— Exercise brief —
Copy the rows below, replacing every "photograph" with "image" and leaving everything else as it is.
<<<<
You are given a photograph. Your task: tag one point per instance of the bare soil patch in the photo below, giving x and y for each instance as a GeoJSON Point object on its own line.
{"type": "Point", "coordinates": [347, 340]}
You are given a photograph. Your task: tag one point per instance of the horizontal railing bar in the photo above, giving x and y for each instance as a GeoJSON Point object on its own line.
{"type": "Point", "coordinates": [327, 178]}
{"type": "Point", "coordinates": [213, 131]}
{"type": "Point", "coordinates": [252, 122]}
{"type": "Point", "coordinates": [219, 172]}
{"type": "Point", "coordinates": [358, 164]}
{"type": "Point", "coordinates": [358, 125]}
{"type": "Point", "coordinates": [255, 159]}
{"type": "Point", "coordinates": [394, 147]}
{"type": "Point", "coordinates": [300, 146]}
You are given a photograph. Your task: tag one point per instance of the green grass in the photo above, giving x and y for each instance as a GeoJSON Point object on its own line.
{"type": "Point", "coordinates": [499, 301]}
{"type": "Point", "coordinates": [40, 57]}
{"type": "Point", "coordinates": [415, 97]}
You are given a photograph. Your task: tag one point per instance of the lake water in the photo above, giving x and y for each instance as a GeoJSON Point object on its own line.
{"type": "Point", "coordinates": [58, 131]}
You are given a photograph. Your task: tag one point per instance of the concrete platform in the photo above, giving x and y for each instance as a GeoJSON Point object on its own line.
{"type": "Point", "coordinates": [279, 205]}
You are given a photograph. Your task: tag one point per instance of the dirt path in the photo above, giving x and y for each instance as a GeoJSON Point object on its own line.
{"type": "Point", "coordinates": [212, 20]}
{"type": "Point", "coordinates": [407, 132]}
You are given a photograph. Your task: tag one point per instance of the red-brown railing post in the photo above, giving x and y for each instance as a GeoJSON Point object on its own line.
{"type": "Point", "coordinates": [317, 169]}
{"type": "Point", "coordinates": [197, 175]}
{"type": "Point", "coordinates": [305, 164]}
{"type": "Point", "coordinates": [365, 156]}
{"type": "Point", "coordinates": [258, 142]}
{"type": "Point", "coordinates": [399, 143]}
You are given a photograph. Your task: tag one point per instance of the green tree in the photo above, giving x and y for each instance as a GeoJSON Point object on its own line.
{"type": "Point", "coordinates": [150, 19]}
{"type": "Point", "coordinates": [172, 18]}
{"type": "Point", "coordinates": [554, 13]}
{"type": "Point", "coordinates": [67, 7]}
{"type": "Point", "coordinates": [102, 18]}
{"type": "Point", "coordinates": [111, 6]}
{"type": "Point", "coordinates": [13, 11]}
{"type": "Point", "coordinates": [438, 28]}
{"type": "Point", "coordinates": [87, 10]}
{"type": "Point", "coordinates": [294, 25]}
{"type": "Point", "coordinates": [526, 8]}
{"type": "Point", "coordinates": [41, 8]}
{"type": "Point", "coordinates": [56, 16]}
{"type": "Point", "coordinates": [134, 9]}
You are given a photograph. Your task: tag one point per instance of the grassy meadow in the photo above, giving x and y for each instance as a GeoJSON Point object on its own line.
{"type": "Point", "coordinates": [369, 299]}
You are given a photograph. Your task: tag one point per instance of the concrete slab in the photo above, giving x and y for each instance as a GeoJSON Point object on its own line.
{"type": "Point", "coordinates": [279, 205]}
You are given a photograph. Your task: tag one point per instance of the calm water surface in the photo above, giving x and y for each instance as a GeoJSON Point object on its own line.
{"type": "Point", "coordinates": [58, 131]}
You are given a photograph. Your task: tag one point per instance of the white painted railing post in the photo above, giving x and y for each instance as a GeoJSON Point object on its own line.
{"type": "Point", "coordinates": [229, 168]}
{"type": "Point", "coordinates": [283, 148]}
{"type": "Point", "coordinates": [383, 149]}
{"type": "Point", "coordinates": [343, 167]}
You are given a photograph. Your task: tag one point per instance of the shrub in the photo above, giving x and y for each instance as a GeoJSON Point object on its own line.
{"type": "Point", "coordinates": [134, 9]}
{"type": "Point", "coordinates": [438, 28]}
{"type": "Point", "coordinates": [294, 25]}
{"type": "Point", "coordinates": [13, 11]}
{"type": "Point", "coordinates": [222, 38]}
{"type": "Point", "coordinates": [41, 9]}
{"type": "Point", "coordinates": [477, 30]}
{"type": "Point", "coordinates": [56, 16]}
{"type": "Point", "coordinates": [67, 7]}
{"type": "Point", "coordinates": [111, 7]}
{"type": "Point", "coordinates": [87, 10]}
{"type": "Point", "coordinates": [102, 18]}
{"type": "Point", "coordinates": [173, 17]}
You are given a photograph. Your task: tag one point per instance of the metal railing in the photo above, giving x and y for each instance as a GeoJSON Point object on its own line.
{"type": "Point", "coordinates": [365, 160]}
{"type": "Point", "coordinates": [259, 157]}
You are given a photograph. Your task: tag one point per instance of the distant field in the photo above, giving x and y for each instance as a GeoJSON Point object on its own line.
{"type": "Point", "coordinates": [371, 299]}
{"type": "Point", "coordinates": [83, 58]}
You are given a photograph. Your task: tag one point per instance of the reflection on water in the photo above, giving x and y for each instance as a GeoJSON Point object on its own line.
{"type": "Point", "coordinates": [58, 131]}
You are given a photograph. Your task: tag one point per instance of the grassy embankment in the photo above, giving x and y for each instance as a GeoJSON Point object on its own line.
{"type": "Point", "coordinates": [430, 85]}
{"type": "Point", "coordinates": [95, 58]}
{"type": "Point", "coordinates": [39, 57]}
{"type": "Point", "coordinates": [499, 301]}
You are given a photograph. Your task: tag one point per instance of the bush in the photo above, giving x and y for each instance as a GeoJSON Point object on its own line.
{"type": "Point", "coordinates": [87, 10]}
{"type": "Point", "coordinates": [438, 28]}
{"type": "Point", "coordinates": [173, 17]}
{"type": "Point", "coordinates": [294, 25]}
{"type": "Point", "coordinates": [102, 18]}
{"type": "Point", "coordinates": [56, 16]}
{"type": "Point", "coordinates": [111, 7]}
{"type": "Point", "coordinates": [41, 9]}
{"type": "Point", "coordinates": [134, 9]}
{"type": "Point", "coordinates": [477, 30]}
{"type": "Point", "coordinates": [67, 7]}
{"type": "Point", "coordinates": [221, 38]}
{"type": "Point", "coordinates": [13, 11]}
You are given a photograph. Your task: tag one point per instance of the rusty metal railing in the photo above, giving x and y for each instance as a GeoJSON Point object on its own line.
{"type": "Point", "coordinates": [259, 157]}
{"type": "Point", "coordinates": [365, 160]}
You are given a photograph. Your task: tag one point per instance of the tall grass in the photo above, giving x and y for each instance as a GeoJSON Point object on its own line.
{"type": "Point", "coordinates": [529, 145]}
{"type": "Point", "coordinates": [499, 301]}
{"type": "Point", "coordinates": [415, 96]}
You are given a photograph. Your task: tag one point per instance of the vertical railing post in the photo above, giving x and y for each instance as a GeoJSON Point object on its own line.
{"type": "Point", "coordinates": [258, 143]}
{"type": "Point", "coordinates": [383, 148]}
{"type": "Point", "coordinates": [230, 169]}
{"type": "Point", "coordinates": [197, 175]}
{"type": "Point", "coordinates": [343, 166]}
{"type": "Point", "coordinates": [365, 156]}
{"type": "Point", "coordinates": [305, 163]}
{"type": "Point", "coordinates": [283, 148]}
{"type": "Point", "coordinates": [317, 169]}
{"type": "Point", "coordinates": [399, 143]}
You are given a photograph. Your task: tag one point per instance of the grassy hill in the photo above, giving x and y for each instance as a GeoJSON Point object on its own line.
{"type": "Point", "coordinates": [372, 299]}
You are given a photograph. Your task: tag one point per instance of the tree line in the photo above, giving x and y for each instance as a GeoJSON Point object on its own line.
>>>>
— Output below —
You are given a image. Your task: tag one point per instance of the bare soil patch in the photo below, giving x and y for each instance as a GeoJSON Point object on its own line.
{"type": "Point", "coordinates": [347, 340]}
You are given a image. Your task: tag one point per instance of the horizontal railing bar in the photo above, giving x and y for each instance as a GeoJSON Point object on its own line.
{"type": "Point", "coordinates": [327, 178]}
{"type": "Point", "coordinates": [213, 131]}
{"type": "Point", "coordinates": [252, 122]}
{"type": "Point", "coordinates": [219, 172]}
{"type": "Point", "coordinates": [358, 164]}
{"type": "Point", "coordinates": [358, 125]}
{"type": "Point", "coordinates": [255, 159]}
{"type": "Point", "coordinates": [394, 147]}
{"type": "Point", "coordinates": [300, 146]}
You are given a image. Your task: tag one point per instance of the green grass in the photo above, giving x and y for each instance as a GeoJSON Point object on its own line.
{"type": "Point", "coordinates": [499, 301]}
{"type": "Point", "coordinates": [40, 57]}
{"type": "Point", "coordinates": [415, 97]}
You are given a image. Your task: tag one point per instance of the lake water in the photo above, giving x and y for each instance as a GeoJSON Point object on its own line.
{"type": "Point", "coordinates": [58, 131]}
You are given a image. Your task: tag one point per instance of the concrete platform in the photo above, giving x and y for each instance as a GeoJSON Point object on its own line.
{"type": "Point", "coordinates": [279, 205]}
You are given a image. Your task: tag one point per instance of the dirt path in the photo above, giving x and y for each instance as a GeoJSON Point object on its own line.
{"type": "Point", "coordinates": [212, 20]}
{"type": "Point", "coordinates": [407, 132]}
You are given a image. Your task: tag one point per instance of the red-brown railing post in the photo above, giving x and y for each instance as a GeoJSON Point object on its own line.
{"type": "Point", "coordinates": [317, 169]}
{"type": "Point", "coordinates": [197, 175]}
{"type": "Point", "coordinates": [305, 164]}
{"type": "Point", "coordinates": [365, 156]}
{"type": "Point", "coordinates": [258, 142]}
{"type": "Point", "coordinates": [399, 143]}
You are given a image. Your task: tag one point per instance of the green tree in the photo above, giving x and y for each instance as a GeoJSON Point object on its own line.
{"type": "Point", "coordinates": [150, 19]}
{"type": "Point", "coordinates": [172, 18]}
{"type": "Point", "coordinates": [554, 13]}
{"type": "Point", "coordinates": [67, 7]}
{"type": "Point", "coordinates": [102, 18]}
{"type": "Point", "coordinates": [111, 6]}
{"type": "Point", "coordinates": [13, 11]}
{"type": "Point", "coordinates": [438, 28]}
{"type": "Point", "coordinates": [87, 10]}
{"type": "Point", "coordinates": [294, 25]}
{"type": "Point", "coordinates": [526, 8]}
{"type": "Point", "coordinates": [41, 8]}
{"type": "Point", "coordinates": [56, 16]}
{"type": "Point", "coordinates": [134, 9]}
You are given a image. Your task: tag one point per instance of the grassy meadow in the photo above, giving x and y for each instance as a GeoJSON Point object on its own line.
{"type": "Point", "coordinates": [369, 299]}
You are given a image. Your task: tag one point per instance of the concrete slab in the photo above, giving x and y for each instance as a GeoJSON Point object on its own line.
{"type": "Point", "coordinates": [279, 205]}
You are given a image. Your task: tag one point per instance of the calm water surface in the photo above, giving x and y for each instance as a GeoJSON Point object on its own line.
{"type": "Point", "coordinates": [58, 131]}
You are given a image. Your task: tag one point per instance of the white painted railing post in the photo above, giving x and y for each instance as a GeoJSON Point object on its own line.
{"type": "Point", "coordinates": [229, 168]}
{"type": "Point", "coordinates": [283, 148]}
{"type": "Point", "coordinates": [383, 149]}
{"type": "Point", "coordinates": [343, 167]}
You are given a image. Your task: tag one point per instance of the shrub in the photo above, giving x and y for each instance as a GeoJSON Point object on its own line.
{"type": "Point", "coordinates": [134, 9]}
{"type": "Point", "coordinates": [438, 28]}
{"type": "Point", "coordinates": [294, 25]}
{"type": "Point", "coordinates": [13, 11]}
{"type": "Point", "coordinates": [222, 38]}
{"type": "Point", "coordinates": [41, 9]}
{"type": "Point", "coordinates": [477, 30]}
{"type": "Point", "coordinates": [56, 16]}
{"type": "Point", "coordinates": [67, 7]}
{"type": "Point", "coordinates": [111, 7]}
{"type": "Point", "coordinates": [87, 10]}
{"type": "Point", "coordinates": [102, 18]}
{"type": "Point", "coordinates": [173, 17]}
You are given a image. Your task: tag one point per instance of the metal railing in the photo above, giving x and y for each instance as a GeoJSON Point object on its own line.
{"type": "Point", "coordinates": [365, 160]}
{"type": "Point", "coordinates": [259, 157]}
You are given a image. Your task: tag one point per instance of the distant field in the photo above, giving x and y for each instance as a GeoJSON Point object on its own line.
{"type": "Point", "coordinates": [371, 299]}
{"type": "Point", "coordinates": [83, 58]}
You are given a image. Your task: tag one point per instance of the reflection on water in the photo above, giving x and y for each instance as a GeoJSON Point object on its own line.
{"type": "Point", "coordinates": [58, 131]}
You are given a image. Your task: tag one point per instance of the grassy embankment in the photo above, giving x and y for each instance as a GeoJSON Point object on its own line.
{"type": "Point", "coordinates": [430, 85]}
{"type": "Point", "coordinates": [95, 58]}
{"type": "Point", "coordinates": [39, 57]}
{"type": "Point", "coordinates": [499, 301]}
You are given a image. Your task: tag one point per instance of the bush in the photo above, giving x and y for each instance as a GeoJSON Point object on its own line.
{"type": "Point", "coordinates": [87, 10]}
{"type": "Point", "coordinates": [438, 28]}
{"type": "Point", "coordinates": [173, 17]}
{"type": "Point", "coordinates": [294, 25]}
{"type": "Point", "coordinates": [102, 18]}
{"type": "Point", "coordinates": [56, 16]}
{"type": "Point", "coordinates": [111, 7]}
{"type": "Point", "coordinates": [41, 9]}
{"type": "Point", "coordinates": [134, 9]}
{"type": "Point", "coordinates": [477, 30]}
{"type": "Point", "coordinates": [67, 7]}
{"type": "Point", "coordinates": [221, 38]}
{"type": "Point", "coordinates": [13, 11]}
You are given a image. Your task: tag one point per instance of the rusty metal railing in the photo above, giving x and y for each instance as a GeoJSON Point object on its own line.
{"type": "Point", "coordinates": [259, 157]}
{"type": "Point", "coordinates": [365, 160]}
You are given a image. Your task: tag one point per instance of the tall grass in the photo above, giving x and y for each instance as a GeoJSON Point object on its own line.
{"type": "Point", "coordinates": [529, 145]}
{"type": "Point", "coordinates": [499, 301]}
{"type": "Point", "coordinates": [415, 96]}
You are given a image. Your task: tag one point per instance of the vertical railing post in the photo above, giving x and y for each instance as a GeoJSON Point object on its own line.
{"type": "Point", "coordinates": [258, 143]}
{"type": "Point", "coordinates": [383, 148]}
{"type": "Point", "coordinates": [230, 169]}
{"type": "Point", "coordinates": [197, 175]}
{"type": "Point", "coordinates": [343, 166]}
{"type": "Point", "coordinates": [365, 156]}
{"type": "Point", "coordinates": [305, 163]}
{"type": "Point", "coordinates": [283, 148]}
{"type": "Point", "coordinates": [317, 169]}
{"type": "Point", "coordinates": [399, 143]}
You are given a image. Your task: tag one point per instance of the grassy hill in the photo above, giving x and y for each instance as a GeoJSON Point object on its own line.
{"type": "Point", "coordinates": [372, 299]}
You are given a image. Your task: tag one point per instance of the tree line in the photo above, giving x and y for each instance as a GeoJSON Point object on its own line.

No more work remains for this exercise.